__Excerpt to read__

--*--

# 1956      Christopher Cross-     ALL  RIGHT
                                                                                        

                                              Another Page, Warner Bros. Records, 1983                                

BILLBOARD CHART ACHIEVEMENTS:
             

pop singles:   # 12
adult contemporary:   # 3


top 20 hit at MATT RADIO

     
     
Christopher Cross was far and away the biggest new star of 1980, virtually redefining adult contemporary radio with a series of smoothly sophisticated ballads.  Seemingly as quickly as he shot to fame, however, his star descended, although he continued recording and touring for years to come.

Born Christopher Geppert in San Antonio, Texas on May 3, 1951, Cross first surfaced in the Austin-based cover band Flash before signing a solo contract with Warner Bros. in the autumn of 1978.  His self-titled debut LP appeared two years later, with the lead single "Ride Like the Wind" rocketing to the number two spot.  The massive success of the second single "Sailing" made Cross a superstar, and in the wake of two more Top 20 hits, "Never Be the Same" and "Say You'll Be Mine," he walked off with a record-setting five Grammys in 1981, including Best New Artist and Song of the Year for "Sailing."  Cross soon scored a second number one as well as an Academy Award with "Arthur's Theme (Best That You Can Do)," which he co-wrote with Burt Bacharach, Carole Bayer Sager, and Peter Allen for the smash Dudley Moore film comedy "Arthur."

--*--

__Your assignment__
Continue the text about Christopher Cross from where it stops.

--*--

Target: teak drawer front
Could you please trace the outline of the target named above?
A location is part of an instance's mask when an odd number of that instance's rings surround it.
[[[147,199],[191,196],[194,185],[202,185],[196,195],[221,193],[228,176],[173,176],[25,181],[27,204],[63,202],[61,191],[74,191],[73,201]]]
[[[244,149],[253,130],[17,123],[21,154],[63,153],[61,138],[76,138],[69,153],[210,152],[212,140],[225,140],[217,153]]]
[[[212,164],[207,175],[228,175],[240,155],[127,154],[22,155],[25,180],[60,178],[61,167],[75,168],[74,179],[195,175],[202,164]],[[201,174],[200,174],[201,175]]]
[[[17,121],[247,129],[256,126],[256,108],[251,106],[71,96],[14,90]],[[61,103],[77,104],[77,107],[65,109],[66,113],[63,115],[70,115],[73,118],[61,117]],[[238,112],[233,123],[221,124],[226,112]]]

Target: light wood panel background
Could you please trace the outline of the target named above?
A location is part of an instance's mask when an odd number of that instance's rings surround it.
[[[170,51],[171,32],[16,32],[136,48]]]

--*--

__Response box__
Cross' much-anticipated sophomore effort Another Page arrived in 1983, but except for the Top Ten entry "Think of Laura" (popularized through its constant presence on the daytime soap phenomenon "General Hospital") and the Top Twenty showing of  "All Right," the album failed to repeat the success of its predecessor, and somewhat amazingly, he never returned to the Top 40 again.  Every Turn of the World appeared to little notice in 1985, and when 1988's Back of My Mind failed to chart altogether, Cross was dropped by Warner.  His next album, Rendezvous, did not appear until five years later on BMG. Window followed in 1995, and in 1998 he signed to CMC International for Walking in Avalon, a two-disc effort split between new studio material and live recordings of his past hits.  Cross returned in the spring of 2000 with The Red Room.